● **Teks yang Diberikan**
>>

Liputan6.com, Jakarta - PT Chevron Geothermal Indonesia memenangkan lelang proyek geotermal atau panas bumi Gunung Ciremai, Jawa Barat. Sayangnya, perusahaan tersebut memilih untuk tak melanjutkan atau melepaskan proyek tersebut. Salah satu alasan mengapa perusahaan asal Amerika Serikat (AS) tersebut karena ditentang masyarakat setempat.
Direktur Panas Bumi, Direktorat Jenderal Energi Baru Terbarukan dan Konservasi Energi (Ditjen EBTKE) Kementerian Energi dan Sumber Daya Mineral (ESDM) Yunus Saefulhak dalam acara Diskusi Energi Kita, mengatakan, proyek geotermal pernah dilelang dan dilakukan daerah merujuk Undang-undang Nomor 27 Tahun 2003 tentang Panas Bumi.

<<

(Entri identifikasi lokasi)

>>

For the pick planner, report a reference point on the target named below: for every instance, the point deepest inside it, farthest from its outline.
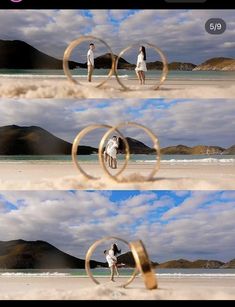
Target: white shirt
(111, 148)
(111, 259)
(90, 57)
(141, 64)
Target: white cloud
(72, 221)
(181, 34)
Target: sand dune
(66, 288)
(64, 176)
(60, 88)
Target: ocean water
(172, 159)
(127, 74)
(103, 272)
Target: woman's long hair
(144, 52)
(116, 250)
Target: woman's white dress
(111, 259)
(111, 149)
(141, 64)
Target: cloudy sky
(180, 33)
(188, 122)
(172, 224)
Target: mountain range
(33, 140)
(16, 54)
(21, 254)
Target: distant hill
(105, 61)
(171, 66)
(136, 147)
(217, 64)
(230, 151)
(186, 264)
(20, 254)
(16, 54)
(20, 55)
(34, 140)
(229, 265)
(196, 150)
(126, 259)
(16, 140)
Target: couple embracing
(110, 153)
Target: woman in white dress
(141, 67)
(111, 151)
(111, 257)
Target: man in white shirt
(90, 61)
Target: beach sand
(82, 288)
(64, 176)
(60, 88)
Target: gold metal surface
(143, 264)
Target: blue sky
(173, 121)
(172, 224)
(180, 34)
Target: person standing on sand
(90, 61)
(111, 257)
(111, 152)
(141, 67)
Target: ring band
(141, 258)
(81, 135)
(156, 146)
(90, 253)
(164, 70)
(143, 264)
(73, 45)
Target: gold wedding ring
(73, 45)
(142, 262)
(114, 67)
(156, 147)
(82, 134)
(164, 62)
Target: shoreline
(59, 89)
(84, 289)
(65, 176)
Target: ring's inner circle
(87, 153)
(114, 153)
(144, 153)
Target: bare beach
(82, 288)
(64, 175)
(52, 87)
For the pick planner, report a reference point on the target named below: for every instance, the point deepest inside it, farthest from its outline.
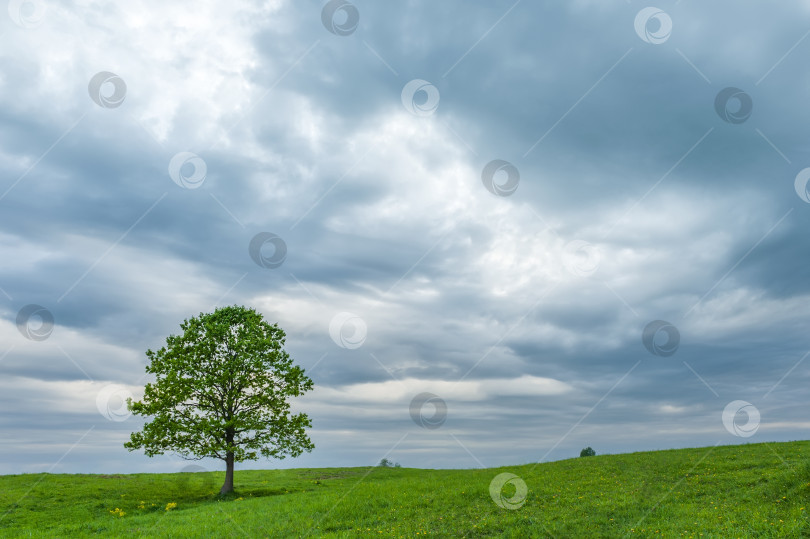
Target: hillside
(757, 490)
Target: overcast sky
(571, 224)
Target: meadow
(753, 490)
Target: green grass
(757, 490)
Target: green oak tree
(222, 390)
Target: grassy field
(757, 490)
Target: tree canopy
(222, 390)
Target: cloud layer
(502, 198)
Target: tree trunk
(228, 485)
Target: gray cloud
(304, 134)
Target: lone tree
(221, 391)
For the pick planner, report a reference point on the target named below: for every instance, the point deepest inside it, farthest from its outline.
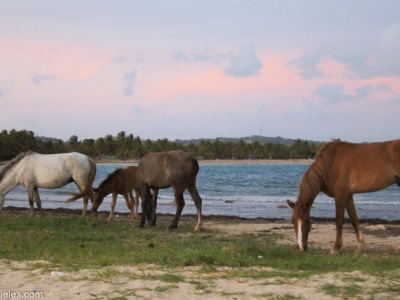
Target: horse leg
(340, 207)
(135, 203)
(128, 197)
(143, 193)
(31, 201)
(37, 200)
(197, 201)
(351, 210)
(152, 217)
(85, 200)
(180, 203)
(113, 202)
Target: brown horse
(340, 170)
(163, 170)
(123, 182)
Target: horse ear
(290, 203)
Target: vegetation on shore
(128, 146)
(72, 243)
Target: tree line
(128, 146)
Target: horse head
(301, 221)
(97, 199)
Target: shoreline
(125, 216)
(209, 161)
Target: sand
(143, 281)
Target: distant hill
(249, 139)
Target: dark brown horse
(340, 170)
(123, 182)
(175, 169)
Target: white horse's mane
(13, 162)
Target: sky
(309, 69)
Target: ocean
(253, 190)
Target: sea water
(252, 190)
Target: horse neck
(309, 189)
(8, 182)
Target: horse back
(53, 170)
(165, 169)
(362, 167)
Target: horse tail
(87, 189)
(190, 178)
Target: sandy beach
(141, 281)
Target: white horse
(50, 171)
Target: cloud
(307, 65)
(205, 54)
(119, 59)
(395, 100)
(245, 63)
(129, 80)
(387, 57)
(334, 93)
(382, 60)
(38, 78)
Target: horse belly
(52, 180)
(371, 183)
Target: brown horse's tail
(190, 178)
(87, 189)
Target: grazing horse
(163, 170)
(123, 182)
(50, 171)
(340, 170)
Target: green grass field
(73, 242)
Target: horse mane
(313, 181)
(13, 162)
(110, 177)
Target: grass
(74, 243)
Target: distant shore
(211, 161)
(220, 161)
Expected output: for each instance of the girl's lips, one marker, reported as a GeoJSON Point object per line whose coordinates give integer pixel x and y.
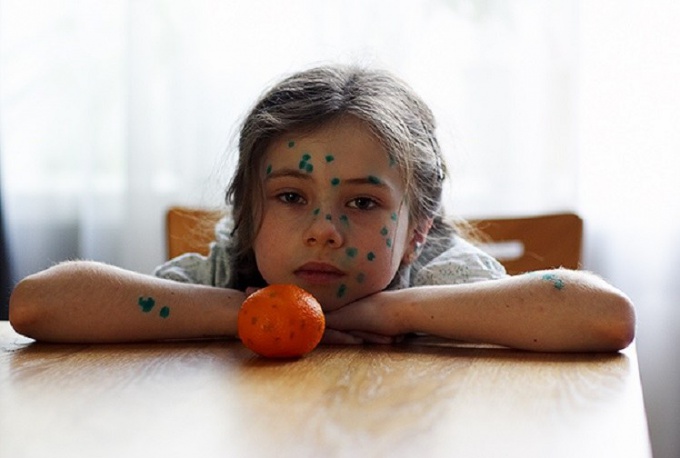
{"type": "Point", "coordinates": [319, 273]}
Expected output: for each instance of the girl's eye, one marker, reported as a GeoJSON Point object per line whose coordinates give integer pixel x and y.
{"type": "Point", "coordinates": [291, 198]}
{"type": "Point", "coordinates": [362, 203]}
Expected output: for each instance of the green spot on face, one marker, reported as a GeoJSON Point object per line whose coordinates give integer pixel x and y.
{"type": "Point", "coordinates": [556, 281]}
{"type": "Point", "coordinates": [146, 303]}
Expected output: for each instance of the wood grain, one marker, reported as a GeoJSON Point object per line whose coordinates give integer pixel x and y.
{"type": "Point", "coordinates": [216, 398]}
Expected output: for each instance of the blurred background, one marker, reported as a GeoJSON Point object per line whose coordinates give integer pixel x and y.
{"type": "Point", "coordinates": [113, 110]}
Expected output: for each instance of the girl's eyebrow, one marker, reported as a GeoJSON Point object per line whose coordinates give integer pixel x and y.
{"type": "Point", "coordinates": [294, 173]}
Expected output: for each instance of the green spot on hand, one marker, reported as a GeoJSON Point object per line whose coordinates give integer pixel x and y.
{"type": "Point", "coordinates": [146, 303]}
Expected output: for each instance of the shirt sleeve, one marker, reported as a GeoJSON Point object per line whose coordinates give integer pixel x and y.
{"type": "Point", "coordinates": [462, 263]}
{"type": "Point", "coordinates": [212, 270]}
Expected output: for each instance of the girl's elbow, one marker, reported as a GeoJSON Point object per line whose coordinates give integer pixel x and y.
{"type": "Point", "coordinates": [621, 322]}
{"type": "Point", "coordinates": [24, 312]}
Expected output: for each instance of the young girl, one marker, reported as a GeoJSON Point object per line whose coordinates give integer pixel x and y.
{"type": "Point", "coordinates": [338, 190]}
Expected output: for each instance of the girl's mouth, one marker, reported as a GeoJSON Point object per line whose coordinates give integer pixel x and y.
{"type": "Point", "coordinates": [319, 273]}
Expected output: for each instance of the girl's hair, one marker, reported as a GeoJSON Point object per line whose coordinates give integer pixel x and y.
{"type": "Point", "coordinates": [310, 99]}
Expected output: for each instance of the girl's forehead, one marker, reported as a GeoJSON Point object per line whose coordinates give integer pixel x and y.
{"type": "Point", "coordinates": [343, 143]}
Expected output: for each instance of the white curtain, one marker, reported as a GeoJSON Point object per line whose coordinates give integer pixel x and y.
{"type": "Point", "coordinates": [111, 110]}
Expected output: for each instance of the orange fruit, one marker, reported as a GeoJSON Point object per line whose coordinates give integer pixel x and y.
{"type": "Point", "coordinates": [281, 321]}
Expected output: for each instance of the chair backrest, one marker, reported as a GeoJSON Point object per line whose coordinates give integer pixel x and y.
{"type": "Point", "coordinates": [534, 243]}
{"type": "Point", "coordinates": [520, 244]}
{"type": "Point", "coordinates": [190, 230]}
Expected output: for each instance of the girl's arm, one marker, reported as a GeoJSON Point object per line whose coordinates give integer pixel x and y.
{"type": "Point", "coordinates": [558, 310]}
{"type": "Point", "coordinates": [83, 301]}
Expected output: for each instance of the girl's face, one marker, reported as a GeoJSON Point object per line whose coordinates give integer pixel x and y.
{"type": "Point", "coordinates": [335, 216]}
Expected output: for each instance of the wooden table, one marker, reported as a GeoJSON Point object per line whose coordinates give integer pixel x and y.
{"type": "Point", "coordinates": [218, 399]}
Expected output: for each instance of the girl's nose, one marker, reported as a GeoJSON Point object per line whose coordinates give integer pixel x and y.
{"type": "Point", "coordinates": [324, 230]}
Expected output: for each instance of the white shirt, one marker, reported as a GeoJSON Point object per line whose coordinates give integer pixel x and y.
{"type": "Point", "coordinates": [461, 263]}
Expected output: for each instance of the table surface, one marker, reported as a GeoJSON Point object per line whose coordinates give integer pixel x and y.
{"type": "Point", "coordinates": [217, 398]}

<<

● **Instruksi Tugas**
Tolong sebutkan perusahaan yang memenangkan lelang proyek panas bumi Gunung Ciremai menurut teks yang diberikan. Daftar ini tidak ada hubungannya dengan teks yang diberikan.

● **Hasil di Bawah**
PT Chevron Geothermal Indonesia.